OBJETIVO A – Convierte en una lista numerada las líneas de los registros, sin incluir las líneas en blanco. Empieza en la primera línea de los registros y termina después de la línea que contiene "[146,173,157,180]".

SECCIÓN DEL TEXTO –
No confundamos estatizaciones con socializaciones, ni mensajes, ni códigos ni campos estatales con mensajes, códigos, campos populares. Las condiciones sociales e institucionales de producción de mensajes generan huellas y formas textuales específicas. El Estado no es asunto de buenas intenciones, sino de intereses económicos, políticos, sociales y culturales. Desde el Estado, desde una revolución desde arriba, cualquier intervención sobre el terreno de la sociedad civil, sin contar con la movilización de grupos, movimientos e incluso partidos (el poder popular contra-hegemónico), es percibida como una colonización estatal de la esfera pública. No hay nada más absurdo que llamar Ministerios del Poder Popular a aparatos vacíos de poder popular organizado y movilizado. Entramos al terreno estratégico del curso y estilo de una revolución socialista, del saldo de acumulación de fuerzas organizadas en el campo popular, con capacidad de elaboración y ejecución de políticas, más allá de directrices estatales. En fin, el problema es el estatismo socialista o la democracia socialista.
Hay un debate sobre la transición al socialismo, que es un radical debate sobre la democracia socialista. Una democracia participativa, deliberativa, protagónica es una democracia sin término, sin clausura, sin cierres meta-sociales, sin apelaciones cuasi-hegelianas al Estado como comunidad ilusoria. La democracia revolucionaria, para algunos; o la “democracia popular” del socialismo burocrático del siglo XX implicó una clausura estatal del principio democrático radical. Su fracaso es un índice del callejón sin salida de la Estadolatría para un proyecto de emancipación.

OBJETIVO B – Según el texto sobre la democracia socialista, ¿cómo es percibida una intervención del Estado sobre la sociedad civil que no cuenta con la movilización de grupos, movimientos y partidos?

MATERIAL PROPORCIONADO –
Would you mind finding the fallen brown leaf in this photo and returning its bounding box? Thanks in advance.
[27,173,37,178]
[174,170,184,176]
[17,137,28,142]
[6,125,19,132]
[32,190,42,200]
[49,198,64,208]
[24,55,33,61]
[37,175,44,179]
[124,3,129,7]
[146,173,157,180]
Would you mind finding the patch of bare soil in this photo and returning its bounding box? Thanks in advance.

SOLUCIÓN DEL EJERCICIO A –
1. Would you mind finding the fallen brown leaf in this photo and returning its bounding box? Thanks in advance.
2. [27,173,37,178]
3. [174,170,184,176]
4. [17,137,28,142]
5. [6,125,19,132]
6. [32,190,42,200]
7. [49,198,64,208]
8. [24,55,33,61]
9. [37,175,44,179]
10. [124,3,129,7]
11. [146,173,157,180]

SOLUCIÓN DEL EJERCICIO B – Es percibida como una colonización estatal de la esfera pública.